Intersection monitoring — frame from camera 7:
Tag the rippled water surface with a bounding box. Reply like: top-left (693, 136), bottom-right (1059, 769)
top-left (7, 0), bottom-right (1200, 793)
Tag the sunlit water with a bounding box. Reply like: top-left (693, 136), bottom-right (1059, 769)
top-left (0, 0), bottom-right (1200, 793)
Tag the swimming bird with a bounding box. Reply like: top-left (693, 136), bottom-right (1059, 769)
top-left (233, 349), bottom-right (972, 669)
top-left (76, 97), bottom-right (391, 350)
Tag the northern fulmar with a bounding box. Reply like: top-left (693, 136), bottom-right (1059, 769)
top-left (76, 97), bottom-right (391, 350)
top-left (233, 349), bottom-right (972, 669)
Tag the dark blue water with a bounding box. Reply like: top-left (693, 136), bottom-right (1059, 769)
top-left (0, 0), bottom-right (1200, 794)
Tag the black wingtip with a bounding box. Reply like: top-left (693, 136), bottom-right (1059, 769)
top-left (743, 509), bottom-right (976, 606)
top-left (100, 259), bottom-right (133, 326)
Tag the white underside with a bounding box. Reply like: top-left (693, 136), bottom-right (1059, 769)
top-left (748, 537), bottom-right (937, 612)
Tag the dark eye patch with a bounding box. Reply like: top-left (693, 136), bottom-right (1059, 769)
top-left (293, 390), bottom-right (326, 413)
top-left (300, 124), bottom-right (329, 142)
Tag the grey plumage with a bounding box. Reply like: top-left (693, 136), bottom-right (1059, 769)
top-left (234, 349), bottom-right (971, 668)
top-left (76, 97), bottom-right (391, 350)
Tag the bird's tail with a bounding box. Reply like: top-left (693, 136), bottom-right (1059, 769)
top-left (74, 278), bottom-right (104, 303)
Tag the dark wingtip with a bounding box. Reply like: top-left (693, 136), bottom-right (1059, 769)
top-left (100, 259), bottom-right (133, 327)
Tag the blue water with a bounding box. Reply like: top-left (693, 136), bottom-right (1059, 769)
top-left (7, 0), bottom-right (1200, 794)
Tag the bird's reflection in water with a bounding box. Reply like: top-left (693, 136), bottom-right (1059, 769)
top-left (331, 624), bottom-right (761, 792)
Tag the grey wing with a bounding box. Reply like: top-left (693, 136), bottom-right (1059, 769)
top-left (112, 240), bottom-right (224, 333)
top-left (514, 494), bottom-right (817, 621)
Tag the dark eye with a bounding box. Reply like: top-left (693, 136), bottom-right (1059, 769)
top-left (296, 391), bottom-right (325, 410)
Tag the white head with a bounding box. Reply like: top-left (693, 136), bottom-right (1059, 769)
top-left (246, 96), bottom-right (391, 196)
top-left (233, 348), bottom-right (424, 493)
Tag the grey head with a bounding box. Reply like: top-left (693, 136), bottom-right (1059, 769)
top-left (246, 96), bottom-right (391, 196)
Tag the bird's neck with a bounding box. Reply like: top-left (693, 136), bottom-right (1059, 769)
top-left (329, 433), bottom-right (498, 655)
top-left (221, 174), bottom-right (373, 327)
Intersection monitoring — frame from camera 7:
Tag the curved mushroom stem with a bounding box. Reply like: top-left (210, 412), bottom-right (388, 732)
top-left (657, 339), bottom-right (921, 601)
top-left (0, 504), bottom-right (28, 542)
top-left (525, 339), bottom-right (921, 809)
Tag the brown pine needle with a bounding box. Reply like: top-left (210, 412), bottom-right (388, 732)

Consigne: Extrayez sans rien modifier les lignes situées entre celle qui contient « Tag the bird's tail » et celle qui contient « top-left (525, 339), bottom-right (921, 809) », ces deux lignes comprises.

Réponse:
Tag the bird's tail with a bounding box. Reply like: top-left (693, 136), bottom-right (1059, 769)
top-left (74, 278), bottom-right (104, 303)
Tag the dark wingtip with a bounding box. Reply like: top-left (693, 136), bottom-right (1059, 769)
top-left (100, 259), bottom-right (133, 327)
Tag the blue water with a bounding box. Reply like: top-left (693, 136), bottom-right (1059, 769)
top-left (7, 0), bottom-right (1200, 794)
Tag the bird's reflection in water with a bounding box. Reply like: top-left (693, 136), bottom-right (1059, 769)
top-left (331, 624), bottom-right (761, 792)
Tag the grey wing with a bounding box. Reply like: top-left (693, 136), bottom-right (1059, 769)
top-left (112, 240), bottom-right (224, 333)
top-left (514, 494), bottom-right (817, 621)
Tag the dark eye with a bounding box. Reply like: top-left (693, 136), bottom-right (1059, 769)
top-left (296, 391), bottom-right (325, 410)
Tag the white head with a bounding box. Reply like: top-left (693, 136), bottom-right (1059, 769)
top-left (246, 96), bottom-right (391, 196)
top-left (233, 348), bottom-right (424, 493)
Tag the grey head with a bounding box. Reply like: top-left (693, 136), bottom-right (1059, 769)
top-left (246, 96), bottom-right (391, 196)
Tag the bird's neck with a bounding box. Reply like: top-left (693, 136), bottom-right (1059, 769)
top-left (329, 433), bottom-right (498, 655)
top-left (221, 174), bottom-right (373, 327)
Intersection monitoring — frame from camera 7:
Tag the curved mushroom stem with a bounding box. Reply like: top-left (210, 412), bottom-right (388, 732)
top-left (657, 339), bottom-right (921, 601)
top-left (0, 504), bottom-right (28, 542)
top-left (525, 339), bottom-right (921, 809)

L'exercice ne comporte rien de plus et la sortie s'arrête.